• Excerpts from a dataset:
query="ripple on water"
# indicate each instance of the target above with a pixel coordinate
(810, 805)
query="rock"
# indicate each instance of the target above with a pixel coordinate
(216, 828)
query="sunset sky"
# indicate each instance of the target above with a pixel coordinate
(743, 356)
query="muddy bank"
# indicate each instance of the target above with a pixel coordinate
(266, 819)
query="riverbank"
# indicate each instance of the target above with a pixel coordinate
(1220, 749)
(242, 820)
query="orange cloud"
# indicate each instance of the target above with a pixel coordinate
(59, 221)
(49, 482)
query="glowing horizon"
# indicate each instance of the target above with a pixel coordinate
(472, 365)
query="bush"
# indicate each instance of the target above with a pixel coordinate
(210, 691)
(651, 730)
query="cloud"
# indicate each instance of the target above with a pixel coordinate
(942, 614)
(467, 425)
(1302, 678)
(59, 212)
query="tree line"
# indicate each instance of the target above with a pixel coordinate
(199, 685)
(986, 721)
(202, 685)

• What is required:
Using the records, report how many lines contain the word "query", adding no other text.

• Expected answer:
10